— Opdracht —
Neem de onderstaande items woord voor woord over.

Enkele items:
══════════

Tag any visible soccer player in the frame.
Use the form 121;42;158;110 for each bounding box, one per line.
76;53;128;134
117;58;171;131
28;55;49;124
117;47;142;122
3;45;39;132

══════════

— Resultaat —
Tag any visible soccer player in the frame.
Use the form 121;42;158;110 for each bounding box, one per line.
76;53;128;134
117;58;171;131
28;55;49;124
117;47;142;122
3;45;39;132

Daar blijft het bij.